• Task A:
Can you extract the lines in the entries below that run from the line containing "Label each instance of the grass" through the line containing "column 130, row 78", both included, repeating them word for word and leaving out the pictures?

• Excerpted passage:
-- begin --

# $75K per Year



## tygrus (Mar 13, 2012)

I am looking for ideas to generate $75k per yr off $1MM. Not going to invest for 3% yield, need more than that.

What funds would you suggest to give such a return. And since a portion of the yield is going to my mortgage, ROC is fine.


----------



## CalgaryPotato (Mar 7, 2015)

A safe, consistent 7.5% per year?

Yeah, I'll take that too, please and thank you.


----------



## gardner (Feb 13, 2014)

Some Couch-Potato portfolios yielded in the 6.5% range last year.
http://canadiancouchpotato.com/2017/01/06/couch-potato-portfolio-returns-for-2016/

To get in the 7% to 8% range you're going to have to rely heavily on equities, and that will not be safe or consistent.


----------



## zylon (Oct 27, 2010)

http://www.centurion.ca/

I've owned the _*Apartment REIT*_ since 2010.


monthly payments like clockwork into my account
8% per annum
mostly ROC
plus about 20% growth since 2010

Sometimes they close the _*Apt REIT*_ to new investors - I think it's open now.

Other options are the two _*Trusts*_, which I'm not familiar with.


----------



## tygrus (Mar 13, 2012)

gardner said:


> To get in the 7% to 8% range you're going to have to rely heavily on equities, and that will not be safe or consistent.


Returns are not the same as yield in my view. Pure yeild is what I want.


----------



## Nerd Investor (Nov 3, 2015)

This isn't something you want to jump into, but if it were me I would look at adding some low-moderate risk options strategies. You can write some pretty high probably covered calls or puts to squeeze out 5%-6% annually which should help get you to your goal assuming your portfolio holdings are yielding 2.5%-3%. 

Some REITs and Pref shares as _part _of the mix will help push up your average yield but it wouldn't be prudent to chase those yields and make that the majority of your portfolio.


----------



## redsgomarching (Mar 6, 2016)

7.5% good luck lol. I would aim for 4-5% and then take the remaining 2% through ROC or depletion. 

http://www.gordonstirrett.com/calculators/investment-withdrawal-calculator

using this calculator and 5% return compound your 1 mill would last you 22 years.


----------



## agent99 (Sep 11, 2013)

tygrus said:


> Returns are not the same as yield in my view. Pure yeild is what I want.


Some things to look at:
- Closed end split preferreds
- Preferreds
- Convertible debentures
- Funds like say SIN.UN that contain a basket of high dividend payers plus REITs. (currently 7.33% yield of which about 25% will likely be ROC)

You won't likely get 7.5%, but maybe 5.5%?

If you want to pay off mortgage, presumably this will be in a taxable account. No immediate tax on ROC, but your acb will go down and if you sell sometime down the road, you may owe significant CG taxes.


----------



## lagagnon (Apr 13, 2017)

-- end --

• Records for this exercise:
-- begin --

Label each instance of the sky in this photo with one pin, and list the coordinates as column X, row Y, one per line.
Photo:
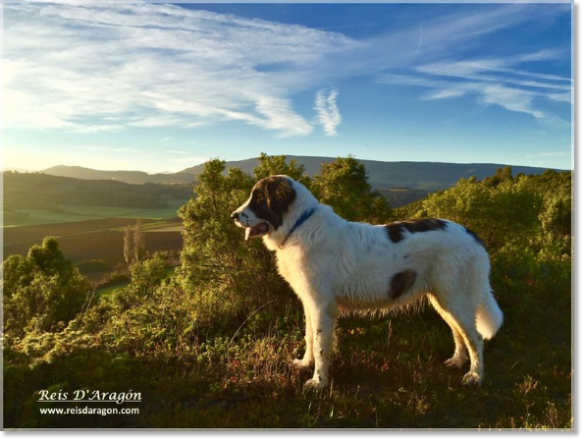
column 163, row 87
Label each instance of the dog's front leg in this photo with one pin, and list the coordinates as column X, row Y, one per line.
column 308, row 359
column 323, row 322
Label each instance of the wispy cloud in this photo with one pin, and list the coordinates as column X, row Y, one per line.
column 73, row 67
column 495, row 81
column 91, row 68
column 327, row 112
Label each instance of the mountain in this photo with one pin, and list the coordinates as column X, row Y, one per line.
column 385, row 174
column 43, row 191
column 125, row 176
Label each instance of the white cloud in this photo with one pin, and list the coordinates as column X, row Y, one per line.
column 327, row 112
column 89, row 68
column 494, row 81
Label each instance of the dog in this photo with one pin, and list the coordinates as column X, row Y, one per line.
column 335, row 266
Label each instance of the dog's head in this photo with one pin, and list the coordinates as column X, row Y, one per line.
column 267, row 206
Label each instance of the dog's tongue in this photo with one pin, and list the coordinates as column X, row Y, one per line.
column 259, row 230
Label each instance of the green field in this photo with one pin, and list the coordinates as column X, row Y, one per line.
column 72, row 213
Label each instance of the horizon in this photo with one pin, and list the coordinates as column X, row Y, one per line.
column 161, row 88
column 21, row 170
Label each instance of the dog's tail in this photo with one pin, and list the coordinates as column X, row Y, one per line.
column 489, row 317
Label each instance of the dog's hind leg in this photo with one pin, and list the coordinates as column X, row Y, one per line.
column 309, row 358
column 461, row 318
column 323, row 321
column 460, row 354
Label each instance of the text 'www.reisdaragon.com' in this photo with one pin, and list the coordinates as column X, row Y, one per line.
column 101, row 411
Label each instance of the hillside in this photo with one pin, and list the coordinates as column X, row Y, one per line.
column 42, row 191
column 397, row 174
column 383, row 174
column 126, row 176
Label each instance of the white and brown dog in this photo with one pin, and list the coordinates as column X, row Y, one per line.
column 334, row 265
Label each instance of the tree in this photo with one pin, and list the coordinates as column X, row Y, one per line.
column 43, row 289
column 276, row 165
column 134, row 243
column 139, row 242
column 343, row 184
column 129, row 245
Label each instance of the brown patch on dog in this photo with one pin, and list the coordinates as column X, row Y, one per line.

-- end --
-- begin --

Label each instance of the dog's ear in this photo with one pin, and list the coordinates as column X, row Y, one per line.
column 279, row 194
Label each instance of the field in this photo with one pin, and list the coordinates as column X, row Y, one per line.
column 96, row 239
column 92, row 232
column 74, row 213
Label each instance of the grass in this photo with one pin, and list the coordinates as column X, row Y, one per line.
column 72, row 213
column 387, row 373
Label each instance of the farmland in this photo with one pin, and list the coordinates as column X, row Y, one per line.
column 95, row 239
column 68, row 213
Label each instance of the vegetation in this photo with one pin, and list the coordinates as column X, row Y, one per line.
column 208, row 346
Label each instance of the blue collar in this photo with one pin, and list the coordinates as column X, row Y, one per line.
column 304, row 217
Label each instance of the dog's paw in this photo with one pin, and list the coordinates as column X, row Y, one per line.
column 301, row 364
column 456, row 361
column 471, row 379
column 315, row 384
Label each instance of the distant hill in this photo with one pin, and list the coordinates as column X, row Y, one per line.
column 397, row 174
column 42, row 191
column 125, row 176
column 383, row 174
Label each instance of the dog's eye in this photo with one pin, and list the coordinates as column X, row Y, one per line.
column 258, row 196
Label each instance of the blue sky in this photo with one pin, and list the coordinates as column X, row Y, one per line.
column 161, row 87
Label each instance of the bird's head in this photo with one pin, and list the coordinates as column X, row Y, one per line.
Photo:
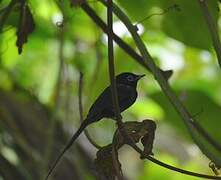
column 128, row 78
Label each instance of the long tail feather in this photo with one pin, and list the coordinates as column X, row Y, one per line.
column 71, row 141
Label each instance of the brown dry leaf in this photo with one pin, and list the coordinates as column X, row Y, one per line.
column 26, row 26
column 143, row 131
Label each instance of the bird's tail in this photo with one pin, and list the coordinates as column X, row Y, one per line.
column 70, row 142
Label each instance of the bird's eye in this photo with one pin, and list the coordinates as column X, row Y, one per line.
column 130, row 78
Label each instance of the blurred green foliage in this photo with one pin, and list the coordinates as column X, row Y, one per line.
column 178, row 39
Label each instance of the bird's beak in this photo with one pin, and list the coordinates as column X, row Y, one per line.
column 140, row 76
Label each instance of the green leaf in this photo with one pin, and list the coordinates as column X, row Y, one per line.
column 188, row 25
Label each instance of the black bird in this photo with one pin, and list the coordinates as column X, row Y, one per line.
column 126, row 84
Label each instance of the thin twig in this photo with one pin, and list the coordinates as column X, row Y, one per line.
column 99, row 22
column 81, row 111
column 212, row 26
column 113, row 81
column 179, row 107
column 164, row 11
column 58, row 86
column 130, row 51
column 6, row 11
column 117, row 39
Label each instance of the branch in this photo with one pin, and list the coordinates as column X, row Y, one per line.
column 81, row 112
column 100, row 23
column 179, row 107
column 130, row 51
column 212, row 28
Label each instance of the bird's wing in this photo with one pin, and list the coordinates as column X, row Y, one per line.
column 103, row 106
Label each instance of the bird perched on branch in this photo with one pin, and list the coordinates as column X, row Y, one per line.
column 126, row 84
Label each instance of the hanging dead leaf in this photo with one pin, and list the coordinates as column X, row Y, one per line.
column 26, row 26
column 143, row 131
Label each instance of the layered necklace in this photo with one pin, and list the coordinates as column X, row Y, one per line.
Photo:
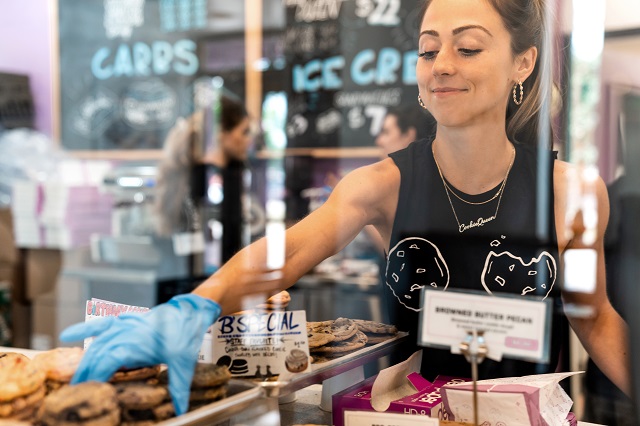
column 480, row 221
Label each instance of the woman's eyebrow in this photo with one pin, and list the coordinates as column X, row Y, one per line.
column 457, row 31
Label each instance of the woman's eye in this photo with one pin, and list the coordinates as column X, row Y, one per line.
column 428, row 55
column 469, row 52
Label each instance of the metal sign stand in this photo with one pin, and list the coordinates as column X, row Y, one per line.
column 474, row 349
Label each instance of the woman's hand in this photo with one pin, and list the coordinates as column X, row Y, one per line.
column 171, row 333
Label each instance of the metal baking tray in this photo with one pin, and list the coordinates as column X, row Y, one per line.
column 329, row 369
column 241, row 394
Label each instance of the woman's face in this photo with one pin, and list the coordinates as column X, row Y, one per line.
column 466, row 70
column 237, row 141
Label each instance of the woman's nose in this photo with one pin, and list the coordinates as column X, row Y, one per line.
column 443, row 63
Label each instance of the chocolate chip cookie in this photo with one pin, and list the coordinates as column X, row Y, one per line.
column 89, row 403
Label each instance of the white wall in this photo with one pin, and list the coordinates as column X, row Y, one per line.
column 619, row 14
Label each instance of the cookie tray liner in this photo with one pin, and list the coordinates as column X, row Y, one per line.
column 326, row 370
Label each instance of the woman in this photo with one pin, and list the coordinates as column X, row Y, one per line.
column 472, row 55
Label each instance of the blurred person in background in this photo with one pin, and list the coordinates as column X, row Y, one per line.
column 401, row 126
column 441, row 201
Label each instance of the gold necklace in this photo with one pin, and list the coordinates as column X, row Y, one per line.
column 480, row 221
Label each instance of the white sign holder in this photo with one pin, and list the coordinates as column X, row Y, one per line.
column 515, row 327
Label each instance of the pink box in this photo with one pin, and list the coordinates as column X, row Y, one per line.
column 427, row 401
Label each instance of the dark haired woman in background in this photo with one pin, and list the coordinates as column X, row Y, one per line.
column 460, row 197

-- end --
-- begin --

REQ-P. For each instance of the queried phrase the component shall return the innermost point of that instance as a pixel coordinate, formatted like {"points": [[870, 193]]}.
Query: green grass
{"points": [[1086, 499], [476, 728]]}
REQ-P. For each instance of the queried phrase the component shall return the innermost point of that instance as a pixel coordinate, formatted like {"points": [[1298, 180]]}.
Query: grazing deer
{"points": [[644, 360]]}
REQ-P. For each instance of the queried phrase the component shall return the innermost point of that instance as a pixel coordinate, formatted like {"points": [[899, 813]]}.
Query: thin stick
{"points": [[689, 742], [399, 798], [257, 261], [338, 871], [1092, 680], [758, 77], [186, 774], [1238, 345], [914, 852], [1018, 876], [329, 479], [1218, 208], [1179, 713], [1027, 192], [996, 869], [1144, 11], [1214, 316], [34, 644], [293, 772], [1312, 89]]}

-- end --

• Task B:
Could you copy the part of the forum thread on earning $75K per year that opens with the words "A safe, consistent" and closes with "range last year.", without changing a word?

• Task output A:
Label each instance of the grass in this photo with one pin, and list the coordinates as column X, row Y, one per line.
column 72, row 213
column 387, row 373
Label each instance of the farmland in this photo with one pin, and list the coordinates as column X, row Y, one per line.
column 95, row 239
column 68, row 213
Label each instance of the vegetation in this photo with one pin, and list the coordinates as column X, row Y, one per line.
column 208, row 346
Label each instance of the blue collar in this photo with one pin, and list the coordinates as column X, row Y, one per line.
column 304, row 217
Label each instance of the dog's paw in this photo with one pin, and list the coordinates as column X, row Y, one per line.
column 301, row 364
column 456, row 361
column 471, row 379
column 315, row 384
Label each instance of the distant hill in this photo with one pin, and list the coordinates as column X, row Y, one per line.
column 397, row 174
column 42, row 191
column 125, row 176
column 383, row 174
Label each instance of the dog's eye in this photo with one pin, and list the coordinates as column X, row Y, one per line.
column 258, row 196
Label each instance of the blue sky in this photo with one pin, and list the coordinates as column X, row Y, one per line.
column 161, row 87
Label each instance of the bird's head in this photo with one pin, and list the coordinates as column X, row Y, one per line.
Photo:
column 128, row 78
Label each instance of the long tail feather in this photo with one pin, and list the coordinates as column X, row Y, one per line.
column 71, row 141
Label each instance of the brown dry leaf in this photo with one pin, and list the coordinates as column X, row Y, one per line.
column 26, row 26
column 143, row 131
Label each instance of the bird's tail in this photo with one pin, and list the coordinates as column X, row Y, one per line.
column 70, row 142
Label each instance of the bird's eye in this photo with one pin, and list the coordinates as column X, row Y, one per line.
column 130, row 78

• Task output B:
A safe, consistent 7.5% per year?

Yeah, I'll take that too, please and thank you.


----------



## gardner (Feb 13, 2014)

Some Couch-Potato portfolios yielded in the 6.5% range last year.